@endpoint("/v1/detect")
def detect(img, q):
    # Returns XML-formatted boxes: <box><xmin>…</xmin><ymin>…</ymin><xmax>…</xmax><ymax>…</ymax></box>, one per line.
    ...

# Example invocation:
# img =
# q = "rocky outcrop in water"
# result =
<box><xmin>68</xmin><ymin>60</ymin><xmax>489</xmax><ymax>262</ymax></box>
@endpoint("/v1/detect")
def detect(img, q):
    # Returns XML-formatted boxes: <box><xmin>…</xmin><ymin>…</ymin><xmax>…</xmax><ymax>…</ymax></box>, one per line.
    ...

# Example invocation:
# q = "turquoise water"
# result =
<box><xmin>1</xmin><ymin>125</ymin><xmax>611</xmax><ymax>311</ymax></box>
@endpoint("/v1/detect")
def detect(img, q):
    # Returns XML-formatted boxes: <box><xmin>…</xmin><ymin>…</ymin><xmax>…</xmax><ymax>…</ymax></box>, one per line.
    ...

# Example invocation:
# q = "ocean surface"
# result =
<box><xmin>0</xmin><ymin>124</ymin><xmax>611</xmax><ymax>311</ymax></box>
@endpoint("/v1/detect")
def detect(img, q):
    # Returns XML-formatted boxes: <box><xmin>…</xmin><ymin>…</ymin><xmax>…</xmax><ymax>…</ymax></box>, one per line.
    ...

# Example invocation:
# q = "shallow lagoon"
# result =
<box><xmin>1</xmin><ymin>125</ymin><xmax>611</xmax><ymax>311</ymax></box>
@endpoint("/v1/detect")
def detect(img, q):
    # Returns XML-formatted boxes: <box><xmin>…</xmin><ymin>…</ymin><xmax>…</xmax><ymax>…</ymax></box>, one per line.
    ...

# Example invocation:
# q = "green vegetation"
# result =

TASK REQUIREMENTS
Would you restate all of the material, word for word?

RESULT
@endpoint("/v1/detect")
def detect(img, q):
    # Returns XML-formatted boxes: <box><xmin>…</xmin><ymin>…</ymin><xmax>…</xmax><ymax>…</ymax></box>, one per line.
    ...

# Example invocation:
# img =
# q = "rocky outcrop in water"
# result =
<box><xmin>68</xmin><ymin>60</ymin><xmax>489</xmax><ymax>262</ymax></box>
@endpoint("/v1/detect")
def detect(img, q):
    # Returns XML-formatted boxes: <box><xmin>…</xmin><ymin>…</ymin><xmax>…</xmax><ymax>…</ymax></box>, one per line.
    ...

# Example invocation:
# q = "turquoise water"
# result =
<box><xmin>1</xmin><ymin>125</ymin><xmax>611</xmax><ymax>311</ymax></box>
@endpoint("/v1/detect")
def detect(img, q):
    # Returns XML-formatted boxes: <box><xmin>…</xmin><ymin>…</ymin><xmax>…</xmax><ymax>…</ymax></box>, one per line.
    ...

# Example invocation:
# q = "ocean surface"
# result =
<box><xmin>0</xmin><ymin>124</ymin><xmax>611</xmax><ymax>311</ymax></box>
@endpoint("/v1/detect")
def detect(img, q):
    # Returns XML-formatted boxes: <box><xmin>…</xmin><ymin>…</ymin><xmax>…</xmax><ymax>…</ymax></box>, one per line.
    ...

# Example invocation:
# q = "shallow lagoon"
# result =
<box><xmin>1</xmin><ymin>125</ymin><xmax>611</xmax><ymax>311</ymax></box>
@endpoint("/v1/detect")
def detect(img, q):
    # Returns XML-formatted boxes: <box><xmin>…</xmin><ymin>…</ymin><xmax>…</xmax><ymax>…</ymax></box>, one per line.
    ...

# Example invocation:
# q = "green vegetation"
# result =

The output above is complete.